### Goal of the exercise
Update the Moby Dick post from "Verdict first: yes, I" to "in New Bedford.", writing out that passage with "maritime peregrinations" replaced by "seafaring travels".

### Page
Signed up for the Nantucket Sleigh-ride

The Leviathan

Verdict first: yes, I shall read Moby Dick. Based on the first 53 pages I’m happy to be press-ganged by Herman Melville into joining his narrator on his maritime peregrinations in pursuit of the Leviathan. Having taken against the diversionary second chapter in The Master and Margarita, I could be accused of inconsistency for loving the first 20 pages of this book that were extracts from other writings about whales. I revelled in them though because, far from being diversionary, they established from the beginning the mystique and terrible might of Ishmael’s chosen adversary on the High Seas.

I have chosen the word ‘chosen’ carefully, for Ishmael tells us early on that he is over qualified to be a sailor before the yardarm. He chooses to go to sea. We join him as he sets out for Nantucket Island,* where the whalers are, breaking his journey with an overnight stop in New Bedford.

Melville’s writing here is spellbinding as he describes Ishmael’s first evening when he is searching for cheap lodging. I loved the casually inserted aphorism that ‘A purse is but a rag unless you have something in it’. This leads into riff on money: ‘… considering that we so earnestly believe money to be the root of all earthly ills and that on no account can a monied man enter heaven, Ah! How cheerfully we consign ourselves to perdition’*.

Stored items

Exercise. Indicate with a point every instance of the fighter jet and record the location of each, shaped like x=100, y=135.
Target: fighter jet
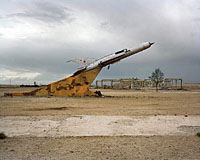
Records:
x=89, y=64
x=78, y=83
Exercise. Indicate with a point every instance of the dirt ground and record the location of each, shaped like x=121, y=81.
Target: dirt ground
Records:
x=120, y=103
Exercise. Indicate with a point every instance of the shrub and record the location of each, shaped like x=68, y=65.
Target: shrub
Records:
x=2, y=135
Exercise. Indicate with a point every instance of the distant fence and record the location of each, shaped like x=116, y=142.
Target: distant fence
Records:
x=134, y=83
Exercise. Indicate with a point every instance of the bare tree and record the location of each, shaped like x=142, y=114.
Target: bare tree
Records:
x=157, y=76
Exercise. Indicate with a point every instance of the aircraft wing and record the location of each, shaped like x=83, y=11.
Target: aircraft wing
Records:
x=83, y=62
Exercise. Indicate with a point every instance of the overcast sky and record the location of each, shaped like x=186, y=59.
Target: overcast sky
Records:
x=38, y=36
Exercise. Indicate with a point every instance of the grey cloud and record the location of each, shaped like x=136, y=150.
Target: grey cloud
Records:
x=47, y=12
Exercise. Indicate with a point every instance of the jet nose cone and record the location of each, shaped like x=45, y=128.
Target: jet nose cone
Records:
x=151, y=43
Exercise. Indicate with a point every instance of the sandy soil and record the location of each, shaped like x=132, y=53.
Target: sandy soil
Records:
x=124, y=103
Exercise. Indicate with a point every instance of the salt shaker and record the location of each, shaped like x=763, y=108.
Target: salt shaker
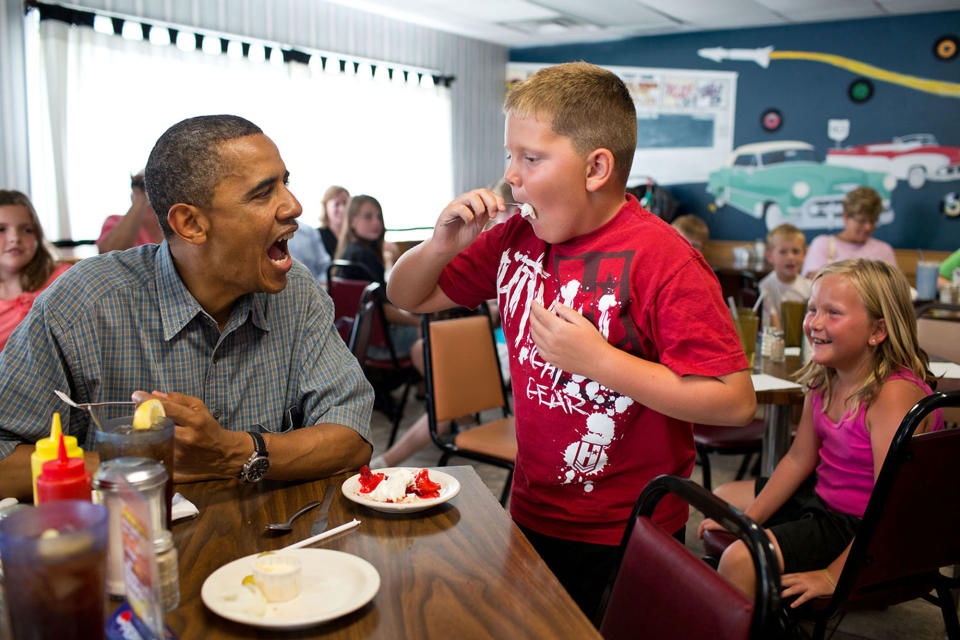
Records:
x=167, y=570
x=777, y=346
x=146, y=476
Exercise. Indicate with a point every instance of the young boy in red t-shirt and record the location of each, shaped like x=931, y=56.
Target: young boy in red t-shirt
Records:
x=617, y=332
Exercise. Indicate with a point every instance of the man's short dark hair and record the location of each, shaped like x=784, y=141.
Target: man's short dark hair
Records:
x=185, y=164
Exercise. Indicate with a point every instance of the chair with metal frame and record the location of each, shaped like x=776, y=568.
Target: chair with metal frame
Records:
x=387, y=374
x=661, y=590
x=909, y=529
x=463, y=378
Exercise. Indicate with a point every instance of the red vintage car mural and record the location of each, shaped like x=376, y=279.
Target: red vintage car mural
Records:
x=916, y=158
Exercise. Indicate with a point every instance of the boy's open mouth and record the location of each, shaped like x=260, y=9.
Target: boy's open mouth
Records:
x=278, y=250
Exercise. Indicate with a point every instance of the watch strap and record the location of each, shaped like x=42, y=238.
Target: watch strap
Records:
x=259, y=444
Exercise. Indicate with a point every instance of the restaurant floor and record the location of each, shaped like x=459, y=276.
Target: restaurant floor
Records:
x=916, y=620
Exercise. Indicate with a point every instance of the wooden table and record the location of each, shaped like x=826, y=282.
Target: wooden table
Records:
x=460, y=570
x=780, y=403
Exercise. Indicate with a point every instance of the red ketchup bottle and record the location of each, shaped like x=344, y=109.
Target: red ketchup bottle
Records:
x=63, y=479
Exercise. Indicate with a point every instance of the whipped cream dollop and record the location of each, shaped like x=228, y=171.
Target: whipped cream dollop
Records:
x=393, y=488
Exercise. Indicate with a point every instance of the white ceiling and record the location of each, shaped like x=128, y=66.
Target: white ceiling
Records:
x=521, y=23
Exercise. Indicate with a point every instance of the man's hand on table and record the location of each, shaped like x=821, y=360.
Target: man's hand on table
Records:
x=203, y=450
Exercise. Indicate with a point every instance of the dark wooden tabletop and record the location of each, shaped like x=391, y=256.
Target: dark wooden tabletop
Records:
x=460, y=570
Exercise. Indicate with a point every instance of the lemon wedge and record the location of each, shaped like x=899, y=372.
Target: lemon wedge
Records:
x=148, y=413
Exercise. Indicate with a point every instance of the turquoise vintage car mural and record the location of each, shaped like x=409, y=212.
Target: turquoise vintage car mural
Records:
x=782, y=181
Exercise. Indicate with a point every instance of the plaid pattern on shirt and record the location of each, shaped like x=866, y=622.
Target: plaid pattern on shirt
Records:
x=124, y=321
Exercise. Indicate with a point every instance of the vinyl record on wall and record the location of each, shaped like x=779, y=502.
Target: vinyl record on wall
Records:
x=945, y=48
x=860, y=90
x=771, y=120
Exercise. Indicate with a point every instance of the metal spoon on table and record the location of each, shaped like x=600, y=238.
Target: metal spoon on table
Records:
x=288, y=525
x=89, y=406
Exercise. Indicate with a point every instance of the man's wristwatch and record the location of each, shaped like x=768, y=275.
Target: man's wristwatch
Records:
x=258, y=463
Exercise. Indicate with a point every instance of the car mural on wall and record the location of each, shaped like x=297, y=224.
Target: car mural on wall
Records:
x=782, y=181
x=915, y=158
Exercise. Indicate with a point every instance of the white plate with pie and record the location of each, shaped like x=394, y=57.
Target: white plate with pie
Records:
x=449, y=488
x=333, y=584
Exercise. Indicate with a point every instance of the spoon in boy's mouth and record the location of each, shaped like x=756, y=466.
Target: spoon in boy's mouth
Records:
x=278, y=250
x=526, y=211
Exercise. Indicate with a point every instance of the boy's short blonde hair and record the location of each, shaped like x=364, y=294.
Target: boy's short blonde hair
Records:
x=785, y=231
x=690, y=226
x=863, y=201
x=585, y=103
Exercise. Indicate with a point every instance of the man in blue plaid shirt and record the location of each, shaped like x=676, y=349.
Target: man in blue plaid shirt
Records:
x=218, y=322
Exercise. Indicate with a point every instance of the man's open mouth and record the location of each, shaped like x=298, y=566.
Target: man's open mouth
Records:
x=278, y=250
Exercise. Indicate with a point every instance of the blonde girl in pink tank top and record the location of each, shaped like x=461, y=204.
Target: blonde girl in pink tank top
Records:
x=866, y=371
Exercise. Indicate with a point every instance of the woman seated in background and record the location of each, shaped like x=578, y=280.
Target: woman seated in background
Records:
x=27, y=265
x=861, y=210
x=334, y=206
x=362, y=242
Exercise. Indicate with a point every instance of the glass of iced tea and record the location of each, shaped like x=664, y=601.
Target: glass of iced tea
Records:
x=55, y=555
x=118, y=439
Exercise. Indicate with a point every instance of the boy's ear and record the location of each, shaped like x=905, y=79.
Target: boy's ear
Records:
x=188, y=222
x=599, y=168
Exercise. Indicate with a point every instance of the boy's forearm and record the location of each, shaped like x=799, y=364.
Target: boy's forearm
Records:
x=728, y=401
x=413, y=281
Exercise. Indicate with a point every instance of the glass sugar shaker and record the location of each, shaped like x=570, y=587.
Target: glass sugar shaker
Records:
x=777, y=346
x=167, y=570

### Finished exercise
Verdict first: yes, I shall read Moby Dick. Based on the first 53 pages I’m happy to be press-ganged by Herman Melville into joining his narrator on his seafaring travels in pursuit of the Leviathan. Having taken against the diversionary second chapter in The Master and Margarita, I could be accused of inconsistency for loving the first 20 pages of this book that were extracts from other writings about whales. I revelled in them though because, far from being diversionary, they established from the beginning the mystique and terrible might of Ishmael’s chosen adversary on the High Seas.

I have chosen the word ‘chosen’ carefully, for Ishmael tells us early on that he is over qualified to be a sailor before the yardarm. He chooses to go to sea. We join him as he sets out for Nantucket Island,* where the whalers are, breaking his journey with an overnight stop in New Bedford.